_Material supplied_:
○ ○ ○
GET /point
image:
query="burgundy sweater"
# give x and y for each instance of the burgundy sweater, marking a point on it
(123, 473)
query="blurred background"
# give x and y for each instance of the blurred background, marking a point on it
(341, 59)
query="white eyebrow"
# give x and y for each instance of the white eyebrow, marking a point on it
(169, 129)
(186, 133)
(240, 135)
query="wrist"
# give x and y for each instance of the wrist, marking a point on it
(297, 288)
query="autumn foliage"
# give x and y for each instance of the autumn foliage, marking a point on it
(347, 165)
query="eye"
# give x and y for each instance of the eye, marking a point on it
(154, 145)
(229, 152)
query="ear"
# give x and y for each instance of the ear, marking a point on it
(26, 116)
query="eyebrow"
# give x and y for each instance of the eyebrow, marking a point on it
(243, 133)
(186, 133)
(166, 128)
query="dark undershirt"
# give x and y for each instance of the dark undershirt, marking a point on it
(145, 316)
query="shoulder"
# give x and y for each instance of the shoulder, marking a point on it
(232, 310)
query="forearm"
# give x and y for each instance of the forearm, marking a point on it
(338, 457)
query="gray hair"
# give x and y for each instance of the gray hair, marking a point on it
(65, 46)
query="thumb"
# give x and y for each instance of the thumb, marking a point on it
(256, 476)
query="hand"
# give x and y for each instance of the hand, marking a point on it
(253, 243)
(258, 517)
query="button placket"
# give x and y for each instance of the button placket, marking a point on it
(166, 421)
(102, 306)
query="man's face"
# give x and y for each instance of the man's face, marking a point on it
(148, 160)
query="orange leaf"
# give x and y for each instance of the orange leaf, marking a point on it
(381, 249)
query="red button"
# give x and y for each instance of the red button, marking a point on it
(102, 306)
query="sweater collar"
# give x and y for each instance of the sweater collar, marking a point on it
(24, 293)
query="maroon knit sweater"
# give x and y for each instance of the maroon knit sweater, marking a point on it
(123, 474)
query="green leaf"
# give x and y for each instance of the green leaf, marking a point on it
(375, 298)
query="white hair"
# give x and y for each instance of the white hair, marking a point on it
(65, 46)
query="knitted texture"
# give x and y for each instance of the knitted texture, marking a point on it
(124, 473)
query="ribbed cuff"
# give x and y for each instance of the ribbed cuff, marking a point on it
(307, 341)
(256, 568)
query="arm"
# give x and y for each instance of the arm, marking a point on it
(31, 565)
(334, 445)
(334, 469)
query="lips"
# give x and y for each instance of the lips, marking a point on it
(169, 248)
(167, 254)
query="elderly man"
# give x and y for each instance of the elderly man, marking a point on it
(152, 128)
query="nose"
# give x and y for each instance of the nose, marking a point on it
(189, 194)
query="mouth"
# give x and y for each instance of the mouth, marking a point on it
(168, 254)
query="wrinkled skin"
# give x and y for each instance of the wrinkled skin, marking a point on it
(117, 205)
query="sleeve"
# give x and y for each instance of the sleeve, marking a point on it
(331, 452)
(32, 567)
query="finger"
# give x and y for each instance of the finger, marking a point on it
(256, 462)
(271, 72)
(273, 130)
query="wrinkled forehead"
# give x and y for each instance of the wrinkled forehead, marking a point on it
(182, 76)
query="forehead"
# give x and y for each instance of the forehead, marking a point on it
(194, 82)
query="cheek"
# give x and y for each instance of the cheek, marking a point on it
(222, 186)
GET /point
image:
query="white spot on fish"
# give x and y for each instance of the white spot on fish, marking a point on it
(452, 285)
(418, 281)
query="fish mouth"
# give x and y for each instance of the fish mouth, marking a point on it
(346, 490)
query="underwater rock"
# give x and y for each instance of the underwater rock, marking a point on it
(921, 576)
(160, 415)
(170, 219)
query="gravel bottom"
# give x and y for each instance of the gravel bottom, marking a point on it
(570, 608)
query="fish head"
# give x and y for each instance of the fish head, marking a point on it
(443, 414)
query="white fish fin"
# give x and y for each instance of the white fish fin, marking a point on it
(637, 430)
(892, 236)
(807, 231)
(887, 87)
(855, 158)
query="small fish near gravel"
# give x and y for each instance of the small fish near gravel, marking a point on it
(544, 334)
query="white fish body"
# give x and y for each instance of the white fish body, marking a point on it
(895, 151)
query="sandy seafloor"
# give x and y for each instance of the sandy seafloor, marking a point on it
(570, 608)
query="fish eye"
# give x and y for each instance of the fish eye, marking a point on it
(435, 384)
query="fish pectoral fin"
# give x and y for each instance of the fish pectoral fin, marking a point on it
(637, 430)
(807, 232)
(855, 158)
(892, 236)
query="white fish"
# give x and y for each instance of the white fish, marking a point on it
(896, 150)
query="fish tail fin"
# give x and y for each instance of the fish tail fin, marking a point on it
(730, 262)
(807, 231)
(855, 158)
○ ○ ○
_Instructions for the task_: Reproduce each entry above exactly, keeping every word.

_Answer_:
GET /point
image:
query="burgundy sweater"
# give x and y for each instance of the burgundy sweater, marking a point on it
(123, 473)
query="blurred background"
# give x and y for each instance of the blurred background, marking a point on it
(341, 59)
query="white eyebrow"
# give x and y for each instance of the white eyebrow, marking a point on it
(169, 129)
(186, 133)
(240, 135)
query="wrist"
# give x and y for each instance of the wrist, marking a point on it
(297, 288)
query="autumn foliage"
# give x and y for each instance of the autumn foliage, marking a point on it
(347, 165)
query="eye"
# give x and y for each instance of the eye, marking a point on it
(154, 145)
(229, 152)
query="ear"
# give x and y for each instance of the ear, marking a point on it
(26, 116)
query="eyebrow"
# give x and y for each instance of the eyebrow, marking a point on it
(243, 133)
(186, 133)
(166, 128)
query="dark undershirt"
# give x and y for each instance of the dark undershirt, marking a point on it
(145, 316)
query="shoulder"
# give x and y for each instance of the shoulder, marking a point on it
(232, 310)
query="forearm"
# give x and y for each instance of the forearm, marking a point on it
(338, 457)
query="gray hair"
# give x and y for each instance of the gray hair, marking a point on it
(65, 46)
query="thumb"
# give x and y for each instance of the thumb, marking a point on it
(256, 476)
query="hand"
# give x and y for each instance of the hand, marking a point on it
(253, 243)
(258, 517)
query="button placket"
# give x and y for each instance of the button placket, marking a point on it
(166, 421)
(102, 306)
query="man's face"
# give x and y for each instance of the man's face, marking a point on it
(148, 160)
query="orange leaf"
# give x and y for each instance of the orange leaf, marking a point on it
(381, 249)
query="red button"
# give x and y for each instance of the red button, marking a point on it
(102, 306)
query="sweater collar"
# give x and y for each instance of the sweater collar, marking a point on it
(24, 293)
query="maroon knit sweater"
# give x and y for each instance of the maroon knit sweater, marking a point on it
(123, 474)
query="green leaf"
# give x and y for each instance of the green leaf, marking a point on it
(375, 298)
query="white hair"
# give x and y for each instance of the white hair, marking a point on it
(65, 46)
query="knitted texture"
# give x and y for each instance of the knitted texture, marking a point on it
(124, 473)
query="ribbed cuff"
# give x and y for each instance of the ribbed cuff, marking a point on it
(307, 341)
(256, 568)
query="arm"
# give x and y for each instance of the arm, marking a point on it
(31, 565)
(334, 445)
(334, 469)
query="lips"
# give x and y for each instance of the lips, marking a point on it
(169, 248)
(167, 254)
query="elderly man"
# give x and y for each instance of the elderly man, marking a point on it
(152, 128)
query="nose"
# give x and y for each instance of the nose, marking a point on it
(189, 194)
query="mouth"
# give x and y for each instance of the mouth, marking a point on it
(168, 254)
query="wrinkled skin"
# give x and y for each instance of the wrinkled skin, marking a point on it
(117, 205)
query="sleeve"
# give x and y for each instance of the sleeve, marking a point on it
(331, 452)
(32, 567)
query="finger"
# give x and y for each instance of the finger, marking a point on it
(256, 462)
(271, 72)
(273, 130)
query="wrinkled forehead"
# give x and y for each instance of the wrinkled forehead, marking a point on it
(182, 76)
query="forehead"
# give x and y for each instance of the forehead, marking a point on it
(194, 82)
query="cheek"
# give x and y for each instance of the cheek, marking a point on it
(222, 186)
GET /point
image:
query="white spot on fish"
# give x and y for each instance of the white spot on fish, marking a point on it
(452, 285)
(418, 281)
query="fish mouth"
# give x and y for each instance of the fish mouth, marking a point on it
(346, 490)
query="underwater rock"
# give x and y for each instance of the underwater rock, marking a point on it
(921, 576)
(160, 415)
(170, 219)
query="gravel bottom"
# give x and y for each instance of the gravel bottom, marking a point on it
(570, 608)
query="fish head"
# give x and y for each instance of the fish head, marking a point on it
(443, 414)
query="white fish fin"
# give x and y for each instance of the white fish fin, marking a point on it
(637, 430)
(892, 236)
(807, 231)
(887, 87)
(855, 158)
query="small fish near gravel"
# give x and y for each instance of the small fish near gravel, marking a point on it
(544, 334)
query="white fish body"
# give x and y for each instance of the white fish body, marking a point on it
(895, 151)
query="sandy seafloor"
# give x and y for each instance of the sandy seafloor, marking a point on it
(570, 608)
query="fish eye"
# give x and y for each instance of the fish eye, marking a point on it
(435, 384)
query="fish pectoral fin"
# give x and y for each instance of the fish pectoral fin, marking a point on it
(637, 430)
(807, 232)
(855, 158)
(892, 236)
query="white fish"
# give x and y for each instance of the white fish, marking a point on it
(896, 150)
query="fish tail fin"
# give x and y for each instance of the fish tail fin, marking a point on it
(730, 262)
(807, 231)
(855, 158)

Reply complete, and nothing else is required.